> _Goal_: Rewrite the records from the line containing "Might I ask you to point at the dark mountain" through the line containing "point(273, 275)", renaming "waterfront" to "harborside" and leaving everything else as it stands.

begin

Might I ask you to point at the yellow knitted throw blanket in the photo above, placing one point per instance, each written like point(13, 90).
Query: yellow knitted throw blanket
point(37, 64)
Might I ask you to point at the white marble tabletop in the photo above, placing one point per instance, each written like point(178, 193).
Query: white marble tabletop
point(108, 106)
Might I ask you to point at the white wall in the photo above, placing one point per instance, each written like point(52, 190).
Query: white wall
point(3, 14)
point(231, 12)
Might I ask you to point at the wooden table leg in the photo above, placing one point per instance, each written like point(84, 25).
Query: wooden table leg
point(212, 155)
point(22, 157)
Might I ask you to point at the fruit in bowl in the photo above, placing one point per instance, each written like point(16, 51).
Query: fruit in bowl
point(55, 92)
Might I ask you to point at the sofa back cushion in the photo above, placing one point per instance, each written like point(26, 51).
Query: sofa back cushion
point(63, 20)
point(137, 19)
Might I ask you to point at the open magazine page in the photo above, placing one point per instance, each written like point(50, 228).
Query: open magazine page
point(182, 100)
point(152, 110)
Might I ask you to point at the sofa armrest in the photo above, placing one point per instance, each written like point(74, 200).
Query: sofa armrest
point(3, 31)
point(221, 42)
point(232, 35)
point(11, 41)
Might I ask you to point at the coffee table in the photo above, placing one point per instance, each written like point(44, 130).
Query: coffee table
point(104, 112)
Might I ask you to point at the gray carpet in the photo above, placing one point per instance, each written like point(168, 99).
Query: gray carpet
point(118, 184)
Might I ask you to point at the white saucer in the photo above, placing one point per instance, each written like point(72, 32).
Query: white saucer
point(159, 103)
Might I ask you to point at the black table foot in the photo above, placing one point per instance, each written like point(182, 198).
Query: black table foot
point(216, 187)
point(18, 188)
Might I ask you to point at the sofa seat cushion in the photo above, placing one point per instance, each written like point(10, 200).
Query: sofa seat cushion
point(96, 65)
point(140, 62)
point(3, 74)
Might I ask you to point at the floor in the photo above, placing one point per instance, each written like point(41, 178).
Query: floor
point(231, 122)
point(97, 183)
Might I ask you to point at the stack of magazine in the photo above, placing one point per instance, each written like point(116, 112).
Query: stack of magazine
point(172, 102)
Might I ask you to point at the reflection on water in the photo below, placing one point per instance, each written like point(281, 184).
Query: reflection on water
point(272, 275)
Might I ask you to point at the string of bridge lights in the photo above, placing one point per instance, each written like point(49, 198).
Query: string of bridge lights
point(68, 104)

end
begin

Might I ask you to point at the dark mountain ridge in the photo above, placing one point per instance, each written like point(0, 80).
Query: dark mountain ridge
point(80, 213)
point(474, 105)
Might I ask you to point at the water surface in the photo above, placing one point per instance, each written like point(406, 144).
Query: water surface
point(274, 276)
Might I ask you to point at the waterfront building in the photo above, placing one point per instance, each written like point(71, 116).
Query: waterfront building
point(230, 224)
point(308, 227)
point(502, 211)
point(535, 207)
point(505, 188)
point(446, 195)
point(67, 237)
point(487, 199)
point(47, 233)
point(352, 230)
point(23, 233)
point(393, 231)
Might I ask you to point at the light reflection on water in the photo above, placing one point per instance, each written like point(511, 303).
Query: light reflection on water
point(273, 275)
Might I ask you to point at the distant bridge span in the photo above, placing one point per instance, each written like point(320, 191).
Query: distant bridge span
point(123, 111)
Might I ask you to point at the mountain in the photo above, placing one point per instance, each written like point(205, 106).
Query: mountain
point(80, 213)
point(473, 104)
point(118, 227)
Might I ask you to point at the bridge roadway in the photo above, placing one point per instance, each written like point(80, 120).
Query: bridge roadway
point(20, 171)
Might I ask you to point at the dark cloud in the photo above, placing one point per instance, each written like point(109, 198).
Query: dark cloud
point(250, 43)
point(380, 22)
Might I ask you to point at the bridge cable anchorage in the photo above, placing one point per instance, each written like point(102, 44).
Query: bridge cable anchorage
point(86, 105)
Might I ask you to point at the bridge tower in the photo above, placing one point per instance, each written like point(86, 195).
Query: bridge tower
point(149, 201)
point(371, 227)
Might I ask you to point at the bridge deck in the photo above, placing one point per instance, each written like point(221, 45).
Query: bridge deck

end
begin

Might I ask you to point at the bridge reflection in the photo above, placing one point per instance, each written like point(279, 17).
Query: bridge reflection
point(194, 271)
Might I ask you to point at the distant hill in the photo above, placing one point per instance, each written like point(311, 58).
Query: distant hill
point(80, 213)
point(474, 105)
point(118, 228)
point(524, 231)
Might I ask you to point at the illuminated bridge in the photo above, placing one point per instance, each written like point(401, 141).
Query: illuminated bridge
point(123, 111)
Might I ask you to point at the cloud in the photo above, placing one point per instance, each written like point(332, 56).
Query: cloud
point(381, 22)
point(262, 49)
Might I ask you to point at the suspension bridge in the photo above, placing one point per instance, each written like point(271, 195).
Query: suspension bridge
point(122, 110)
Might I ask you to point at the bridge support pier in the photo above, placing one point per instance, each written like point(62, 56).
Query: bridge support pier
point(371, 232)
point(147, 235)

end

> _Answer for this exercise_:
Might I ask you to point at the dark mountain ridge in the photo above, placing one point per instance, each written like point(0, 80).
Query: dark mountain ridge
point(80, 213)
point(474, 105)
Might I ask you to point at the water surface in the photo above, placing one point per instance, each written like point(406, 144).
Query: water surface
point(274, 276)
Might I ask you to point at the harborside building in the photo above, placing one point per instance, each written like point(71, 116).
Query: harborside building
point(230, 224)
point(308, 227)
point(502, 211)
point(535, 207)
point(505, 188)
point(446, 195)
point(67, 237)
point(487, 199)
point(47, 233)
point(352, 230)
point(23, 233)
point(393, 231)
Might I ask you to point at the light reflection on water in the photo above, placing one point per instance, each written like point(511, 303).
Query: light reflection on water
point(273, 275)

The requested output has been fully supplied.